____ Listing
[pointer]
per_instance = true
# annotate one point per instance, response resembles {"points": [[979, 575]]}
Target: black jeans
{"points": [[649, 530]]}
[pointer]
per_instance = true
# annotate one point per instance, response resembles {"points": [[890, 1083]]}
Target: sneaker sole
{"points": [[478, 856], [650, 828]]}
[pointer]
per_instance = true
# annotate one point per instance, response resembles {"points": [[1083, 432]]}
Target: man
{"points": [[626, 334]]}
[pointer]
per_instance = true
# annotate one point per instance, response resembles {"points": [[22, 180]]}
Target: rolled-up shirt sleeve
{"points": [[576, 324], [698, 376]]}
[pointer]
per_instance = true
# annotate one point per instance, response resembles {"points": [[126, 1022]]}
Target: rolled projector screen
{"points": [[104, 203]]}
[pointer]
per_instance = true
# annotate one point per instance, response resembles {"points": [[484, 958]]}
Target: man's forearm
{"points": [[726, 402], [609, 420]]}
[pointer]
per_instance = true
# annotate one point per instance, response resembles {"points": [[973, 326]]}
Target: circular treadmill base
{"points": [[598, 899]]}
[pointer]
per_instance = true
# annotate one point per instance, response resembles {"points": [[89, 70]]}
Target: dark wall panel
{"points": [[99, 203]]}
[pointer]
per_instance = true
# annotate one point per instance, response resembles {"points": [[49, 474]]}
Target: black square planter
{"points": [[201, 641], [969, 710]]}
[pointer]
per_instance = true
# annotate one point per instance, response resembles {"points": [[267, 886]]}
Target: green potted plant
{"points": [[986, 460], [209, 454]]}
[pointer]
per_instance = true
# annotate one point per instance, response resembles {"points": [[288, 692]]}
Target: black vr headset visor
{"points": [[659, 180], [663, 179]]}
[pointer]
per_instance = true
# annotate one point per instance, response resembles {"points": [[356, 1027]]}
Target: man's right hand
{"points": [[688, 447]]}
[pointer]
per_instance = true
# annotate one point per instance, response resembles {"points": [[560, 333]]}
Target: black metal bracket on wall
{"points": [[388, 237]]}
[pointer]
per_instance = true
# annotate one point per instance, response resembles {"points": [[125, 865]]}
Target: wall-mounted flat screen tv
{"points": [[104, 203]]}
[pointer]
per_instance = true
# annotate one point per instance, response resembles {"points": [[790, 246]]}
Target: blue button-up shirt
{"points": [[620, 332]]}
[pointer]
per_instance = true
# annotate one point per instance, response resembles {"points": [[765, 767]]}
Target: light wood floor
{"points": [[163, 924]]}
________
■ **Problem statement**
Restate the records, all of them, precisely as written.

■ **Response**
[pointer]
per_instance = true
# annotate one point per instance, response resembles {"points": [[979, 575]]}
Target: black jeans
{"points": [[649, 530]]}
[pointer]
per_instance = true
# annotate one point per instance, response resembles {"points": [[890, 1083]]}
Target: sneaker sole
{"points": [[478, 856], [650, 828]]}
[pointer]
per_instance = true
# annotate one point per instance, response resembles {"points": [[1083, 432]]}
Target: man
{"points": [[626, 334]]}
[pointer]
per_instance = true
# annotate one point per instance, response resembles {"points": [[22, 180]]}
Target: rolled-up shirt sleeve
{"points": [[576, 324], [698, 376]]}
[pointer]
per_instance = true
# annotate one point per instance, response resembles {"points": [[126, 1022]]}
Target: rolled projector screen
{"points": [[104, 203]]}
[pointer]
per_instance = true
# annotate one point per instance, response resembles {"points": [[484, 958]]}
Target: man's forearm
{"points": [[726, 402], [609, 420]]}
[pointer]
per_instance = true
# annotate one point per instance, response resembles {"points": [[973, 326]]}
Target: circular treadmill base
{"points": [[598, 899]]}
[pointer]
per_instance = true
# annotate one point per instance, response resembles {"points": [[89, 70]]}
Target: dark wall panel
{"points": [[99, 203]]}
[pointer]
per_instance = true
# annotate one point per instance, response resembles {"points": [[49, 474]]}
Target: black square planter
{"points": [[201, 641], [969, 710]]}
[pointer]
per_instance = true
# annotate one point per instance, response resembles {"points": [[267, 886]]}
Target: green potted plant
{"points": [[986, 460], [209, 454]]}
[pointer]
per_instance = true
# annotate one point per instance, response resembles {"points": [[288, 692]]}
Target: black vr headset visor
{"points": [[659, 180], [663, 179]]}
[pointer]
per_instance = true
# annotate one point per instance, response resembles {"points": [[356, 1027]]}
Target: man's right hand
{"points": [[688, 447]]}
[pointer]
per_instance = true
# annotate one point per instance, response resembles {"points": [[560, 333]]}
Target: black metal bracket on wall
{"points": [[388, 237]]}
[pointer]
per_instance = true
# annotate one point per instance, response resembles {"points": [[125, 865]]}
Target: wall-mounted flat screen tv
{"points": [[104, 203]]}
[pointer]
per_instance = true
# annotate one point per instance, response resembles {"points": [[790, 246]]}
Target: blue button-up shirt
{"points": [[620, 332]]}
[pointer]
per_instance = true
# annotate one point per instance, response resembles {"points": [[765, 767]]}
Target: light wood floor
{"points": [[163, 924]]}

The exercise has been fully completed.